### [Challenge]
In the text on microphone noise suppression, what type are most of the adaptive filters used to calculate transfer functions?

### [Document]
* * * * *

After solving for one of the unknowns in Equation 1, H₂(z) can be solved for by using the VAD to determine when voicing is occurring with little noise. When the VAD indicates voicing, but the recent (on the order of 1 second or so) history of the microphones indicate low levels of noise, assume that n(s)=N(z)˜0. Then Equation 1 reduces to
M _1s(z)=S(z)
M _2s(z)=S(z)H ₂(z)
which in turn leads to

M_{2 s} (z) = M_{1 s} (z) H_{2} (z)

H_{2} (z) = \frac{M_{2 s} (z)}{M_{1 s} (z)}

This calculation for H₂(z) appears to be just the inverse of the H₁(z) calculation, but remember that different inputs are being used. Note that H₂(z) should be relatively constant, as there is always just a single source (the user) and the relative position between the user and the microphones should be relatively constant. Use of a small adaptive gain for the H₂(z) calculation works well and makes the calculation more robust in the presence of noise.

Following the calculation of H₁(z) and H₂(z) above, they are used to remove the noise from the signal. Rewriting Equation 1 as
S(z)=M ₁(z)−N(z)H ₁(z)
N(z)=M ₂(z)−S(z)H ₂(z)
S(z)=M ₁(z)−[M ₂(z)−S(z)H ₂(z)]H ₁(z)
S(z)[1−H ₂(z)H ₁(z)]=M ₁(z)−M ₂(z)H ₁(z)
allows solving for S(z)

\begin{matrix} S (z) = \frac{M_{1} (z) - M_{2} (z) H_{1} (z)}{1 - H_{2} (z) H_{1} (z)} . & (3) \end{matrix}

Generally, H₂(z) is quite small, and H₁(z) is less than unity, so for most situations at most frequencies
H ₂(z)H ₁(z)<<1,
and the signal can be estimated using
S(z)≈M ₁(z)−M ₂(z)H ₁(z) (4)
Therefore the assumption is made that H₂(z) is not needed, and H₁(z) is the only transfer function to be calculated. While H₂(z) can be calculated if desired, good microphone placement and orientation can obviate the need for the H₂(z) calculation.

Significant noise suppression can best be achieved through the use of multiple subbands in the processing of acoustic signals. This is because most adaptive filters used to calculate transfer functions are of the FIR type, which use only zeros and not poles to calculate a system that contains both zeros and poles as

H_{1} (z) \underset{MODELS}{⟶} \frac{B (z)}{A (z)} .

Such a model can be sufficiently accurate given enough taps, but this can greatly increases computational cost and convergence time. What generally occurs in an energy-based adaptive filter system such as the least-mean squares (LMS) system is that the system matches the magnitude and phase well at a small range of frequencies that contain more energy than other frequencies. This allows the LMS to fulfill its requirement to minimize the energy of the error to the best of its ability, but this fit may cause the noise in areas outside of the matching frequencies to rise, reducing the effectiveness of the noise suppression.

The use of subbands alleviates this problem. The signals from both the primary and secondary microphones are filtered into multiple subbands, and the resulting data from each subband (which can be frequency shifted and decimated if desired, but it is not necessary) is sent to its own adaptive filter. This forces the adaptive filter to try to fit the data in its own subband, rather than just where the energy is highest in the signal. The noise-suppressed results from each subband can be added together to form the final denoised signal at the end. Keeping everything time-aligned and compensating for filter shifts is essential, and the result is a much better model to the system than the single-subband model at the cost of increased memory and processing requirements.

* * * * *

[Records held in a dataset]
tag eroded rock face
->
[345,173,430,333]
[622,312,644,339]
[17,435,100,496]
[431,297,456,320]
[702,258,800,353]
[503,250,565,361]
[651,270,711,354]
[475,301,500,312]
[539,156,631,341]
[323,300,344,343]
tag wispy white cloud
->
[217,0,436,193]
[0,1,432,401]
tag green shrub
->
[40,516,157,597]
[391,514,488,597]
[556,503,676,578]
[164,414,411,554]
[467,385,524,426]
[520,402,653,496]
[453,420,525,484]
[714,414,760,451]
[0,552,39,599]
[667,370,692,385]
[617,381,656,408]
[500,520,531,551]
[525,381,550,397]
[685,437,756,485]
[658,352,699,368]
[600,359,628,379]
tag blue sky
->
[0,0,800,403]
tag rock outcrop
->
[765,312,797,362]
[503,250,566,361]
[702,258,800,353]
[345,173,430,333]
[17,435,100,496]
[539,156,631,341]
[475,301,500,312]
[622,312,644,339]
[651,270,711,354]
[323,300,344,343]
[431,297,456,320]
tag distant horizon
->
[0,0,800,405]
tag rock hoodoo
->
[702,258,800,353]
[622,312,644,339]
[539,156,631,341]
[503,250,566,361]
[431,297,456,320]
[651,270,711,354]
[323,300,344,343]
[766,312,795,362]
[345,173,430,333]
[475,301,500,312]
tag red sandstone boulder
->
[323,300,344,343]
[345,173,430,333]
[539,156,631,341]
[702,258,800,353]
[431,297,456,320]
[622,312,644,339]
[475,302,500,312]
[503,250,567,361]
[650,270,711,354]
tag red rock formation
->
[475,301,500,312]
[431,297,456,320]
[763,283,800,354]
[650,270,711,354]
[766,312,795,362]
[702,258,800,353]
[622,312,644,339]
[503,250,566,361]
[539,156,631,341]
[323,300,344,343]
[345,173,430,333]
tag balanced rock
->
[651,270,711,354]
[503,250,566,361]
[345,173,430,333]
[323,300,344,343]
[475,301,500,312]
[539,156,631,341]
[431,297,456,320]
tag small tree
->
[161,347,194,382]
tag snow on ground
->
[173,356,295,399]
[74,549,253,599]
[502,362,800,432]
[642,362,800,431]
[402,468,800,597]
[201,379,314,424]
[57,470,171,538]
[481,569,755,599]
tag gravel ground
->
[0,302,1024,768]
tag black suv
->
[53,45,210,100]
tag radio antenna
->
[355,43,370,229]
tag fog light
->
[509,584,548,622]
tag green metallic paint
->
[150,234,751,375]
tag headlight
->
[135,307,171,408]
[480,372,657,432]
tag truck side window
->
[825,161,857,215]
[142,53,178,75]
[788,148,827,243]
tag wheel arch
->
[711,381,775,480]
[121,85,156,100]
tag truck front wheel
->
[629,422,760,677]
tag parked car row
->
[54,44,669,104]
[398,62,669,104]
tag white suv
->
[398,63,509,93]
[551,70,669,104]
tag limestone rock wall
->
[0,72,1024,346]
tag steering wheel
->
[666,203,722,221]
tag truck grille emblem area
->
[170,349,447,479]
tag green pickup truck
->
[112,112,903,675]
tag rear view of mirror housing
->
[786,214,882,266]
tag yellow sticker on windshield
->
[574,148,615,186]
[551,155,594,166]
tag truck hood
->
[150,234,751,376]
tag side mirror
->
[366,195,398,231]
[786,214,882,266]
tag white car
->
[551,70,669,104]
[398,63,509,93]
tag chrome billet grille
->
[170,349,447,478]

* * * * *

### [Right answer]
They are of the FIR type, which use only zeros and not poles.